Provided passage:
-- start --

Can you prove the uniqueness of the solution that was assumed
(possibly requiring
imposition of some restrictions of regularity on the solution)?

**A tiling problem**

The following problem illustrates the role of *invariants*
(that is, conserved
quantities) in impossibility proofs. We introduce it by recalling an
old favorite:

From an 8 x 8 chessboard two diagonally opposite squares are removed. Can the resulting board be tiled using 31 dominoes (each domino being a 1 x 2 rectangle congruent to a couple of adjacent squares of the chessboard)?

The answer is "No", the reason being that the mutilated chessboard has unequally many black and white squares (since the two removed squares have the same color), whereas a domino always covers one white and one black square.

This solution is very elegant, especially if one considers that in posing the problem there is no need to speak of a chessboard with colored squares, it could as well have been a white board ruled by lines into an 8 x 8 grid of squares. Then the cleverness of the solution is to realize that one should color the squares in an alternating pattern. This suggests a strategy for similar but more intricate tiling problems.

**Problem:** Can a 10 x 10 chessboard be tiled with 25 "dominoes", each
of side
1 x 4?

Here the most obvious invariant, the area, is right, but it can be shown that none the less the tiling is impossible for more subtle reasons. Suppose we can write a number in each of the 100 squares of the chessboard with the property that, no matter how we lay one of the dominoes so as to cover 4 squares, the sum of the numbers in the four covered squares equals zero; yet, the sum of all 100 numbers from the whole board is not zero. Then, obviously, the tiling is impossible.

So, how to assign numbers to the 100 squares satisfying the stated conditions? Here is one way: Define a(n) for n = 1,2,...,10 to be the sequence

1,1,1, -3, 1, 1, 1, -3, 1, 1 .

In this sequence any consecutive block of four sums to 0, but the sum of all ten is not 0. Now, write in the square of the chessboard that is in row m and column n the number a(m) x a(n) (So: we have invented for our purpose an appropriate coloring of the chessboard by the three "colors" 1, -3 and 9.

**Exercises:** Verify the suggested argument showing the tiling is
impossible. Study
the more general problem of tiling an A x B chessboard with rectangles
of size a x b
where a, b, A, B are positive integers; also multidimensional
generalizations.

**Problem: Conway's game**

Just as with the above tiling problem, many other puzzles and games can
be analyzed
(more precisely: it can be shown that certain initial configurations
cannot be transformed
into some specified one by the application of particular specified
rules of play)
by "arithmetization", that is by ingeniously introducing suitable
numbers, *per se*
totally foreign to the game in question, into the picture. A typical,
and very
beautiful example is the following game invented by John Conway.

-- end --

Set exercise 1:
Output the section of the tiling passage starting with "Here the most" and going on through "1, 1, -3, 1, 1 .", copied word for word.
Set exercise 2:
Filter the rows, keeping each line that contains the string "wooden". Only matches with the same capitalization count.
The tiling passage and the rows come from separate, unrelated sources.

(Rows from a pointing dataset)
-- start --

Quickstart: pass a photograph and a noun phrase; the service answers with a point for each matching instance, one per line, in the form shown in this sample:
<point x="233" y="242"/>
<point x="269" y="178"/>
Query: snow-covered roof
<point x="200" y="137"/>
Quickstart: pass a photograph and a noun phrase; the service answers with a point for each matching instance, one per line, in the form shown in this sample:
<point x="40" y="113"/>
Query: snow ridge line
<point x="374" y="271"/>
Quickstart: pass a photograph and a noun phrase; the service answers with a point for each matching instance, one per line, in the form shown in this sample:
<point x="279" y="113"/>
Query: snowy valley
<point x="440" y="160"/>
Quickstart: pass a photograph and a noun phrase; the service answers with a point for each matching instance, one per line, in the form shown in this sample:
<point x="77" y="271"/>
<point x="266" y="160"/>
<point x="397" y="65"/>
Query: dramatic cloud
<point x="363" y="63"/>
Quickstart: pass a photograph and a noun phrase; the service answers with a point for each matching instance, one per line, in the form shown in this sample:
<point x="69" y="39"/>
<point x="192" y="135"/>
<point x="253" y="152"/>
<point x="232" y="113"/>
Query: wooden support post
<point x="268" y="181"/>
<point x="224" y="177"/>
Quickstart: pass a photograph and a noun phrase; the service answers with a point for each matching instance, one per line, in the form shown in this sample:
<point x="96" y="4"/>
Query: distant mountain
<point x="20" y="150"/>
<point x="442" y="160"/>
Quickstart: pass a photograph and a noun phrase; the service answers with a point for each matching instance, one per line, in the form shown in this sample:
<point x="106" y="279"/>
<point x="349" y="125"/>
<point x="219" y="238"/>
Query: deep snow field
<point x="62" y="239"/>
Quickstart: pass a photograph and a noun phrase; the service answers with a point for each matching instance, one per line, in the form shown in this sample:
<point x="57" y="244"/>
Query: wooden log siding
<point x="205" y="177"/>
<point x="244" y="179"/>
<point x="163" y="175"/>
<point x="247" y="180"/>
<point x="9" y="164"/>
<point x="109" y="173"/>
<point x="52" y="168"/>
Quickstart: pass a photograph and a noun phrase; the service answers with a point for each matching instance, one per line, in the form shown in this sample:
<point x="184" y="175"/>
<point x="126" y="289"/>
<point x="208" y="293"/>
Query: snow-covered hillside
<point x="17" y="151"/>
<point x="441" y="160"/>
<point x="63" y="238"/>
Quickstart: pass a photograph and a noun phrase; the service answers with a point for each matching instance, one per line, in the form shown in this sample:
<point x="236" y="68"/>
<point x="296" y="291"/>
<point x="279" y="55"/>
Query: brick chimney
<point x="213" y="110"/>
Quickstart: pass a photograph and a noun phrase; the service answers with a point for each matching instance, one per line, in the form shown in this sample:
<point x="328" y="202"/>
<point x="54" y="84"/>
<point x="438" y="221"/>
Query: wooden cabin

-- end --

Exercise solution 1:
Here the most obvious invariant, the area, is right, but it can be shown that none the less the tiling is impossible for more subtle reasons. Suppose we can write a number in each of the 100 squares of the chessboard with the property that, no matter how we lay one of the dominoes so as to cover 4 squares, the sum of the numbers in the four covered squares equals zero; yet, the sum of all 100 numbers from the whole board is not zero. Then, obviously, the tiling is impossible.

So, how to assign numbers to the 100 squares satisfying the stated conditions? Here is one way: Define a(n) for n = 1,2,...,10 to be the sequence

1,1,1, -3, 1, 1, 1, -3, 1, 1 .

Exercise solution 2:
Query: wooden support post
Query: wooden log siding
Query: wooden cabin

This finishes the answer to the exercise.